**Input material:**
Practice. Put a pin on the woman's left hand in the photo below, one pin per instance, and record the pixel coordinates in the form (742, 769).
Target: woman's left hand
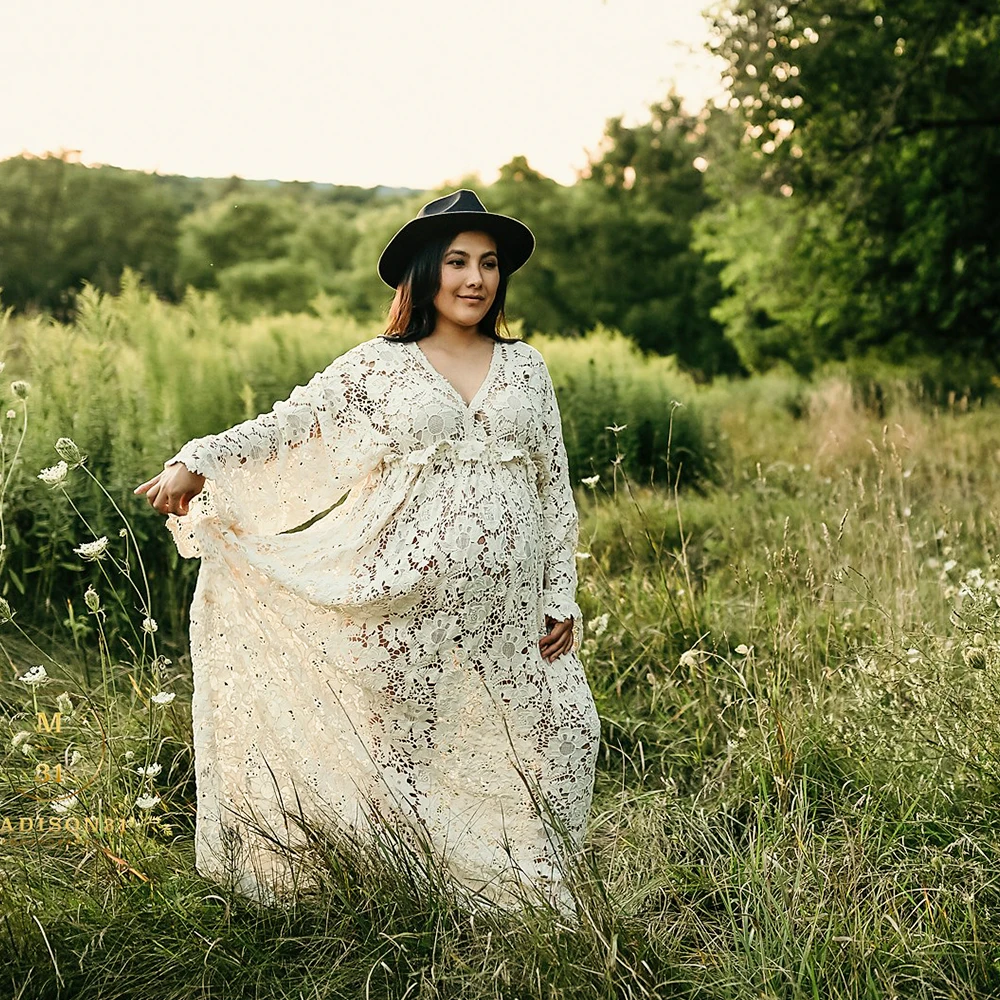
(558, 640)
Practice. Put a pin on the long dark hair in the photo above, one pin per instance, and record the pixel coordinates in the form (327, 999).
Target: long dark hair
(412, 314)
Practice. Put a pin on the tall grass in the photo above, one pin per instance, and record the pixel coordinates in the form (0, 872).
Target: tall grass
(798, 675)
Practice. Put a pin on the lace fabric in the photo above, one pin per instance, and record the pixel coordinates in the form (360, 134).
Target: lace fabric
(385, 657)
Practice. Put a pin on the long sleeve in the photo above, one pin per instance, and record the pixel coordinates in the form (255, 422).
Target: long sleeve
(561, 518)
(277, 471)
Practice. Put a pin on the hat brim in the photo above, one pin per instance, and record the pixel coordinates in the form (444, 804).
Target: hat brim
(515, 241)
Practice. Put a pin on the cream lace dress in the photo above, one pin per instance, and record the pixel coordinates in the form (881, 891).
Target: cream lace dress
(385, 658)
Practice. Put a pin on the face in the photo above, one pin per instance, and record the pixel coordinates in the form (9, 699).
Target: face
(470, 274)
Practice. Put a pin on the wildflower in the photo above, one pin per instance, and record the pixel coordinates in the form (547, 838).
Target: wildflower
(36, 675)
(54, 476)
(600, 623)
(92, 550)
(690, 658)
(67, 449)
(975, 657)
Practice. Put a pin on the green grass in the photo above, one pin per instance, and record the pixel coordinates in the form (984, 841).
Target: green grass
(798, 676)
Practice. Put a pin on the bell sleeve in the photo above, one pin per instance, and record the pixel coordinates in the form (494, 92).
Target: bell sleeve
(277, 471)
(560, 516)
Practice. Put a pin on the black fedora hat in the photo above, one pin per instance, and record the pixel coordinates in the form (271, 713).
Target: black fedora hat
(453, 213)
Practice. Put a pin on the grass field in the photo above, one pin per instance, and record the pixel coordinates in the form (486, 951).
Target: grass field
(797, 670)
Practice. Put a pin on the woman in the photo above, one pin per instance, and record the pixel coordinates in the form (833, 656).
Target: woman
(385, 659)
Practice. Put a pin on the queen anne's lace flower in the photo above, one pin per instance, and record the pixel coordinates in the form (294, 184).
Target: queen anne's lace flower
(365, 656)
(92, 550)
(54, 476)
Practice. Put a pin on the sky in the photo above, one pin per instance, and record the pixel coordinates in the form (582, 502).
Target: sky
(406, 94)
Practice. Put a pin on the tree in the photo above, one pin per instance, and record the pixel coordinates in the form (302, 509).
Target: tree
(868, 169)
(62, 223)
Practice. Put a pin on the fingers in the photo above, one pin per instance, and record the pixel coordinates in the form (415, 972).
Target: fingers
(558, 641)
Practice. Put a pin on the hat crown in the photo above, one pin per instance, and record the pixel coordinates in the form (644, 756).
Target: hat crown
(462, 200)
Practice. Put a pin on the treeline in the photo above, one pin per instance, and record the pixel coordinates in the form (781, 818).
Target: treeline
(841, 206)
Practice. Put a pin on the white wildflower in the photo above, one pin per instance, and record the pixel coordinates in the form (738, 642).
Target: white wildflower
(54, 476)
(691, 658)
(93, 550)
(36, 675)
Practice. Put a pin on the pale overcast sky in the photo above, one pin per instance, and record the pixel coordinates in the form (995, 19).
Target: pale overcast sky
(410, 93)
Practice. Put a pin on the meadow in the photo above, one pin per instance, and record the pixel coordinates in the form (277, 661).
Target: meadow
(790, 598)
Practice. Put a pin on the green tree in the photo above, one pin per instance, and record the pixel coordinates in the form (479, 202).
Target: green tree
(62, 223)
(857, 215)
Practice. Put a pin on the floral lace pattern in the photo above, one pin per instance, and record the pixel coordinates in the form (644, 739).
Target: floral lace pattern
(386, 656)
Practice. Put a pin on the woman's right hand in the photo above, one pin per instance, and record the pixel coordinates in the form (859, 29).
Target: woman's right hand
(171, 490)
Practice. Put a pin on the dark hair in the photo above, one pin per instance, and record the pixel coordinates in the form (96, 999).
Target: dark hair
(412, 314)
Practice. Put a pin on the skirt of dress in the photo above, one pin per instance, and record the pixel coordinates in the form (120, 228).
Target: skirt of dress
(388, 674)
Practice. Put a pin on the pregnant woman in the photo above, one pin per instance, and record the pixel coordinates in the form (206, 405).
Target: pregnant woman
(409, 656)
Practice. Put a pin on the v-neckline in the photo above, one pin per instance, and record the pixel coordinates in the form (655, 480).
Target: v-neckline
(487, 378)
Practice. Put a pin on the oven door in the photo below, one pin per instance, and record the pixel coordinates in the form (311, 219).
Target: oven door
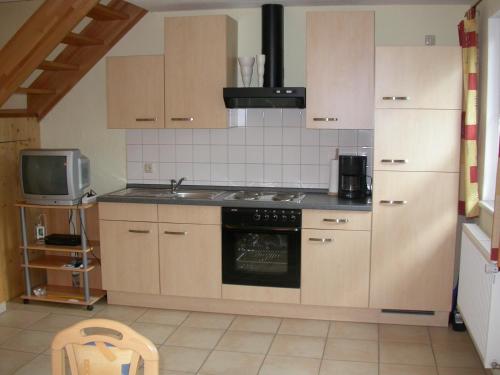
(261, 256)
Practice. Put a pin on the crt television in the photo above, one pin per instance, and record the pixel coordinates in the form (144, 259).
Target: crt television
(53, 176)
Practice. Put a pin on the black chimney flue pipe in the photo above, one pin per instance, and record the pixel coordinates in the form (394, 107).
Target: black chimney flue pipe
(272, 44)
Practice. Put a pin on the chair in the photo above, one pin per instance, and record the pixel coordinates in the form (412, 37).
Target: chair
(103, 347)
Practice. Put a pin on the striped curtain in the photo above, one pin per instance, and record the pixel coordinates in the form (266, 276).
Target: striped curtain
(469, 196)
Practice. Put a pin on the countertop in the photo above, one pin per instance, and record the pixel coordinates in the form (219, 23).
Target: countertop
(314, 199)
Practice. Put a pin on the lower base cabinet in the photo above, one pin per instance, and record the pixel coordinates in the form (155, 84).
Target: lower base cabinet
(190, 260)
(335, 268)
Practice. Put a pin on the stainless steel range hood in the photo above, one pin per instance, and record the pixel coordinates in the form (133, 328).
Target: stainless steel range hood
(273, 94)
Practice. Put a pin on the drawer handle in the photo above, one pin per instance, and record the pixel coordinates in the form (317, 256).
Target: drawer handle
(393, 203)
(322, 240)
(325, 119)
(182, 119)
(175, 233)
(143, 119)
(394, 98)
(394, 161)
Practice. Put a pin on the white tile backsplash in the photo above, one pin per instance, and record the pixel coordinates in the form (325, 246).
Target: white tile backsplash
(268, 147)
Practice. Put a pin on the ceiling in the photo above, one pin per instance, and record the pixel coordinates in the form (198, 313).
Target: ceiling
(169, 5)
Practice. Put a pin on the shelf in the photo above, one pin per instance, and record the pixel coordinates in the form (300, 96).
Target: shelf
(61, 207)
(56, 262)
(69, 295)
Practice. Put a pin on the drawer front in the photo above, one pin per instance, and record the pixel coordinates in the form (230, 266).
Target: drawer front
(417, 140)
(335, 268)
(128, 212)
(189, 214)
(332, 219)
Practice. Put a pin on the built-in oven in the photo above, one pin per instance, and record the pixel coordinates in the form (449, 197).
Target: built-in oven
(261, 247)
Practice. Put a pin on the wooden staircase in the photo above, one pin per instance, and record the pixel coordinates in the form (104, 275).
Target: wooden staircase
(51, 25)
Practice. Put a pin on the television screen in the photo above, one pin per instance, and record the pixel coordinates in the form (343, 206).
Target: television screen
(44, 175)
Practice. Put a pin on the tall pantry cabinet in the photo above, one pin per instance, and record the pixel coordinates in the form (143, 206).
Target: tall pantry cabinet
(418, 94)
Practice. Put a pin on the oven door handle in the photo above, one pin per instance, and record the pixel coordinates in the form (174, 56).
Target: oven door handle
(273, 229)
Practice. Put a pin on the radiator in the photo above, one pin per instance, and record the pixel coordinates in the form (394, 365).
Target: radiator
(479, 294)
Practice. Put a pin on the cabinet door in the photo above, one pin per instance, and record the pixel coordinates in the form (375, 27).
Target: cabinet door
(129, 256)
(413, 240)
(335, 268)
(418, 77)
(340, 59)
(200, 60)
(190, 260)
(417, 140)
(135, 92)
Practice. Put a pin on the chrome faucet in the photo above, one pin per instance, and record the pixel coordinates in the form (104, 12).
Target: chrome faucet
(174, 185)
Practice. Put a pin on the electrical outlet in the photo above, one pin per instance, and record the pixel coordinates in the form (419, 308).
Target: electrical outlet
(148, 167)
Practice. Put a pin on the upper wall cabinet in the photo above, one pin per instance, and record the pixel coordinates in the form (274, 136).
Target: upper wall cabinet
(340, 69)
(135, 92)
(418, 77)
(200, 60)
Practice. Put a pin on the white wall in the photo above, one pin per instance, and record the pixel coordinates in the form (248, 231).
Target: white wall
(79, 120)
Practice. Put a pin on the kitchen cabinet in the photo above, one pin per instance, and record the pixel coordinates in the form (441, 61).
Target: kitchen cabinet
(135, 92)
(418, 77)
(413, 243)
(340, 70)
(200, 60)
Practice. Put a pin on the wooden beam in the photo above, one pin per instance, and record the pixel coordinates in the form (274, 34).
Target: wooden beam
(56, 66)
(74, 39)
(104, 13)
(36, 39)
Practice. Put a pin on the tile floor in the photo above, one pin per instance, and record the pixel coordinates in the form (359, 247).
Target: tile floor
(213, 344)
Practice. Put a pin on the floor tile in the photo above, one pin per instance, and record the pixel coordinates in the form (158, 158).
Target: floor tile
(406, 353)
(20, 318)
(201, 338)
(297, 346)
(247, 342)
(261, 324)
(169, 317)
(208, 320)
(11, 361)
(356, 331)
(390, 369)
(304, 327)
(352, 350)
(157, 333)
(277, 365)
(348, 368)
(401, 333)
(29, 341)
(182, 359)
(124, 314)
(456, 354)
(231, 363)
(55, 322)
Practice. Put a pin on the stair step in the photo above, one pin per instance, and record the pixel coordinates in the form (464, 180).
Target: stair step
(81, 40)
(16, 113)
(56, 66)
(104, 13)
(29, 90)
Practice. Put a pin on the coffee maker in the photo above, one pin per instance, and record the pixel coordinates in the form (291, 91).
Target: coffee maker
(352, 177)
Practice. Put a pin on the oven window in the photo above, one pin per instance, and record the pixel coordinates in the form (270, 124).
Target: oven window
(261, 253)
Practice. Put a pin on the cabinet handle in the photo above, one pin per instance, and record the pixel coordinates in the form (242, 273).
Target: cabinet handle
(394, 98)
(182, 119)
(325, 119)
(393, 203)
(322, 240)
(336, 221)
(394, 161)
(143, 119)
(176, 233)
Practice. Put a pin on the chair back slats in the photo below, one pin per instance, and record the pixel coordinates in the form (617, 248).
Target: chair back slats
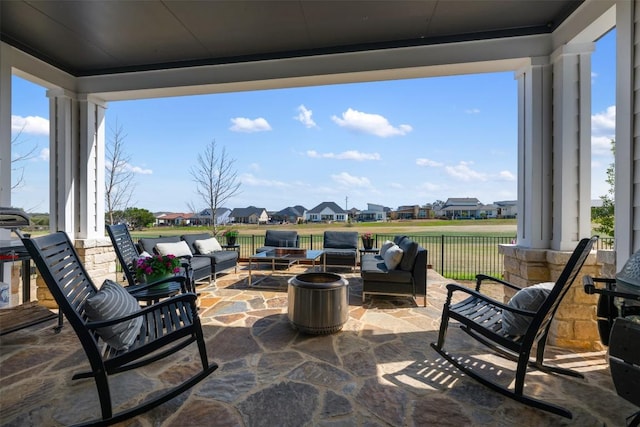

**Work to be completed:**
All that is wanted is a faithful reproduction of the line above with "Practice. Put a pin on the white tile", the line with "Practice. Put a pin on the electrical", and every line in between.

**Output below:**
Practice. Put a pin on the white tile backsplash in the photo above, one pin per instance, and record the pixel coordinates in the form (325, 246).
Target: white tile backsplash
(268, 147)
Practice. Put a pin on the ceiling in the photo above, one pin per instance, and record the pixel coordinates in the form (198, 313).
Target: ceiling
(169, 5)
Practice. Put a pin on the shelf in the photo above, one pin per instance, and record the pixel coordinates in the form (300, 96).
Target: shelf
(61, 207)
(56, 262)
(69, 295)
Practice. Put a pin on the drawer front in the photo above, one pin per instance, and record the pixel coordinates in the form (230, 266).
Target: drawer front
(417, 140)
(335, 268)
(128, 212)
(189, 214)
(332, 219)
Practice. Put a pin on the built-in oven in the photo above, one pin per instance, and record the pixel coordinates in the form (449, 197).
Target: built-in oven
(261, 247)
Practice. Put a pin on the wooden staircase in the photo above, one pin per instance, and record the pixel coordinates in the form (104, 275).
Target: wooden staircase
(51, 25)
Practice. Put a pin on the television screen in the photo above, one pin per instance, and record the pixel coordinates in the form (343, 206).
Target: television screen
(44, 175)
Practice. Put a pin on the tall pantry cabinet in the photo above, one pin per instance, and record the pixel coordinates in the form (143, 206).
Target: tall pantry cabinet
(418, 94)
Practice. Put a pin on the oven door handle in the photo above, one pin per instance, and record the pixel coordinates in the form (174, 56).
Target: oven door handle
(273, 229)
Practice. Put a pin on the radiator in the photo above, one pin per instance, and record the pixel coordinates in the form (394, 365).
Target: radiator
(479, 294)
Practice. Put a pin on the cabinet door in the photo above, one pin per instance, and record the pixel coordinates in the form (375, 27).
Target: cabinet door
(129, 256)
(413, 240)
(335, 268)
(418, 77)
(340, 59)
(200, 60)
(190, 260)
(417, 140)
(135, 92)
Practice. Put a pin on the chrome faucet in the photo above, one pin per instance, and record the pixel coordinates in the form (104, 12).
Target: chrome faucet
(174, 185)
Practice. Put a pin on the electrical outlet in the photo above, one pin per instance, and record the pixel coordinates in the form (419, 308).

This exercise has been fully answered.